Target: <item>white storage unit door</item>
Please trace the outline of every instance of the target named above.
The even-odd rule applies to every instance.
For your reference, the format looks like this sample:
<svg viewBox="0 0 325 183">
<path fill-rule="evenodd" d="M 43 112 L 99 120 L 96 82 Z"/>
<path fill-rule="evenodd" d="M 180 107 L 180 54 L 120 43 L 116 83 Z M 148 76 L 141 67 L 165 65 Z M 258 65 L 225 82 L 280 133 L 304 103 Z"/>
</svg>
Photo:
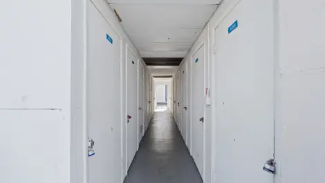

= = =

### SET PROBLEM
Could you copy the listing above word for word, leaving out the picture?

### EXERCISE RESPONSE
Target: <item>white storage unit door</item>
Please trace the outline of every instance of the target named above.
The even-odd rule applies to every instance.
For your reference, the format looks like this sample:
<svg viewBox="0 0 325 183">
<path fill-rule="evenodd" d="M 43 112 L 99 120 L 96 82 Z"/>
<path fill-rule="evenodd" d="M 180 107 L 180 54 L 120 43 L 116 83 Z M 148 76 L 141 67 L 165 65 Z M 258 65 L 225 82 L 280 133 L 304 103 Z"/>
</svg>
Photo:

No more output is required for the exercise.